Task requirements: Filter the material below, copying out each line that holds the string "roses" and leaving out all other lines.

Records of labeled boxes:
[start]

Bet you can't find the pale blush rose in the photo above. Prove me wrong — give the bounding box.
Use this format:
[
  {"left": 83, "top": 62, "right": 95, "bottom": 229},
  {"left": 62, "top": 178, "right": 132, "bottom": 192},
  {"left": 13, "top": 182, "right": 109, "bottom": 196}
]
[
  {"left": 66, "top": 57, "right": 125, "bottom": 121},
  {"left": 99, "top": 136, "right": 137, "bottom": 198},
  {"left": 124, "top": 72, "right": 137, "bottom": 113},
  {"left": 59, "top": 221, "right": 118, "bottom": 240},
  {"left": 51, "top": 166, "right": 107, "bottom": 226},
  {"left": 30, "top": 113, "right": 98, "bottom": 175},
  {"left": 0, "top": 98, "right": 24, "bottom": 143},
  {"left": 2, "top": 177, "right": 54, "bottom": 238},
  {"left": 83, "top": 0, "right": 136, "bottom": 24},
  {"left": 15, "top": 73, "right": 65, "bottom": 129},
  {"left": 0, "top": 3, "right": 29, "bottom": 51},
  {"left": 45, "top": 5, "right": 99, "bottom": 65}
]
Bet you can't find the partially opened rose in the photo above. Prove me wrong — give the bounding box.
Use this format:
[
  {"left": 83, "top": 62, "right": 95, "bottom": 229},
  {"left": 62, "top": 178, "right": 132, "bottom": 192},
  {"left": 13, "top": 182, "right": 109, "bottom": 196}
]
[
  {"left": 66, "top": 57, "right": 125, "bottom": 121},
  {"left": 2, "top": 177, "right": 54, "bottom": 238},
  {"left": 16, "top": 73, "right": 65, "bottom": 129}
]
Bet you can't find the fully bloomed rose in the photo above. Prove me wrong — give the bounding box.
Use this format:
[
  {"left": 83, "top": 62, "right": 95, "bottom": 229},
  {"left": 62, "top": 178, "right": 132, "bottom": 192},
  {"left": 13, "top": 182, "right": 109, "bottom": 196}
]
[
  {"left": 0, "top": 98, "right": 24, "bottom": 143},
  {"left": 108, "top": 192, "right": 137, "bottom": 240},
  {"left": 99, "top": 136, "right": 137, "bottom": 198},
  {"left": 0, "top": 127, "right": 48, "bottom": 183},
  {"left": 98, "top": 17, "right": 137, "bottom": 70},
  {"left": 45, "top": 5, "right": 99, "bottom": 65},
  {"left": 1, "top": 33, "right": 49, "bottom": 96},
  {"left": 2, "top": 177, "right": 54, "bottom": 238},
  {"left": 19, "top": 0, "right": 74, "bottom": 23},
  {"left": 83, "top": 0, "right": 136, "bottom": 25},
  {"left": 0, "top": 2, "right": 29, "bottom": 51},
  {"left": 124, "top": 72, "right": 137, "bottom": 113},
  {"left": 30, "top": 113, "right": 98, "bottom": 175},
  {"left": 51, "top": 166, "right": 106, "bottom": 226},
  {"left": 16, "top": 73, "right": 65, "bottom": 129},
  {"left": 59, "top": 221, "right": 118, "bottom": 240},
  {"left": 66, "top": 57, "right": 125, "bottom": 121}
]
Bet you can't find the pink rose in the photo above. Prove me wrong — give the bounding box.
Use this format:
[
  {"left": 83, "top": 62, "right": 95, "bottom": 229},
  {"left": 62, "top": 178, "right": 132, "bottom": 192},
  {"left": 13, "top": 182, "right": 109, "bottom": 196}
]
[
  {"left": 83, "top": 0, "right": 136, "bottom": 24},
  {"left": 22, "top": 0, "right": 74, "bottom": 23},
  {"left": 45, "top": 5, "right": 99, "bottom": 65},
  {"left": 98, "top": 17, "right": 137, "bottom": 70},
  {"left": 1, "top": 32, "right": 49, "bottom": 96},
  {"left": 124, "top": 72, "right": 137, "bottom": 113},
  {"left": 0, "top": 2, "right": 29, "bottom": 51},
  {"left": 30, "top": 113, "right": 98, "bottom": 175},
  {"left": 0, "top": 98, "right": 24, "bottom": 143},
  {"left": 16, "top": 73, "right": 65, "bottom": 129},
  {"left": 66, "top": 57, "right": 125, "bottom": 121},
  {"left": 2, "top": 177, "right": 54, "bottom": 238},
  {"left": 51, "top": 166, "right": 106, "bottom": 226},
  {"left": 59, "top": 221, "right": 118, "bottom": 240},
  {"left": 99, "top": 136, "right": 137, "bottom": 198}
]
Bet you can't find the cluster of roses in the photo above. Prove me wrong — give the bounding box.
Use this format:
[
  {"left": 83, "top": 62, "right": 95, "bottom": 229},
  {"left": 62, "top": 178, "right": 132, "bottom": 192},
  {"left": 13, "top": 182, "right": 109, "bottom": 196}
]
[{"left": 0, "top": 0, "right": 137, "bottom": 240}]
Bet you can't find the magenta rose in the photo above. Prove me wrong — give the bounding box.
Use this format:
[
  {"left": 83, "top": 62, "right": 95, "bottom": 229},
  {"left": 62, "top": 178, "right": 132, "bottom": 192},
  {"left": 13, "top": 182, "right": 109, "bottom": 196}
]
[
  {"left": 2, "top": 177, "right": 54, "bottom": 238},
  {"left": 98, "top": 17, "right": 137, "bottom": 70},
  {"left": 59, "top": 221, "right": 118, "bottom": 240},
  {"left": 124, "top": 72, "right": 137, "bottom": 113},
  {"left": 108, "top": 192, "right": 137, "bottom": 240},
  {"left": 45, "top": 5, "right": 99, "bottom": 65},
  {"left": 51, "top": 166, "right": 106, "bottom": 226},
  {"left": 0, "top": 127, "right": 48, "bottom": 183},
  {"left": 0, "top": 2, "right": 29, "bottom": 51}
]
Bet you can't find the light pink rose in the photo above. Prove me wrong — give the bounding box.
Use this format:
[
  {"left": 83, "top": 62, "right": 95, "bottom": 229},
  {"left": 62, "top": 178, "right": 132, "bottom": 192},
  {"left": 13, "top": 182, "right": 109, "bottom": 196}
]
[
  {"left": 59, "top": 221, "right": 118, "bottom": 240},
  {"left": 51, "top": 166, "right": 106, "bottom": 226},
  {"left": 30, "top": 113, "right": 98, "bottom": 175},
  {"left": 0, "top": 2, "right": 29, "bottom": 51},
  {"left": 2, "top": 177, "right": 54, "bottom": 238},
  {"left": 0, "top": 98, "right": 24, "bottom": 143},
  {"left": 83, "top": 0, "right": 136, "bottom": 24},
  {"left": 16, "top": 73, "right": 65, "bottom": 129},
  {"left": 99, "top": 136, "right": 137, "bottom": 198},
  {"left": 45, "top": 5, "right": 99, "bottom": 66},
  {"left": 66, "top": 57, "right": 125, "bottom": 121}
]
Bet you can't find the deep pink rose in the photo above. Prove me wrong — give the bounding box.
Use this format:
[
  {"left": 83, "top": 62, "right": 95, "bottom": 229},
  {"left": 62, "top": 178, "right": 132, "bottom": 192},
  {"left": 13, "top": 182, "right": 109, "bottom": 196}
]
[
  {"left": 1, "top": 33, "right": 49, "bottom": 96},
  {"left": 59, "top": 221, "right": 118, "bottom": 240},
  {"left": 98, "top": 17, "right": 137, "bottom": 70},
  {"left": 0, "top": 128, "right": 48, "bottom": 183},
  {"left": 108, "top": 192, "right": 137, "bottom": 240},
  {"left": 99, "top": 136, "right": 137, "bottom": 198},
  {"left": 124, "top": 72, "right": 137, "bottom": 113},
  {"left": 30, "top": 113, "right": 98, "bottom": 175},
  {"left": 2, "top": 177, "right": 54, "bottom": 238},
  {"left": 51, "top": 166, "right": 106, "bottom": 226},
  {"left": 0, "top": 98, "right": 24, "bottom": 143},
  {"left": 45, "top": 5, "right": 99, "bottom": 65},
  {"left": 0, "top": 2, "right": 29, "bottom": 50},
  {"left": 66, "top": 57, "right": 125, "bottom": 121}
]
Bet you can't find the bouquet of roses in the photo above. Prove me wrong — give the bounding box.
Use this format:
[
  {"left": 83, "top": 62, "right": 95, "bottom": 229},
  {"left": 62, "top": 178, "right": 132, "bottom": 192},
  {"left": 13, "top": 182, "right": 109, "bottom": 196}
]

[end]

Output:
Bet you can't find the cluster of roses in the photo above. Prove me wrong — give the bounding box.
Bet you can't find the bouquet of roses in the photo above. Prove me wrong — give the bounding box.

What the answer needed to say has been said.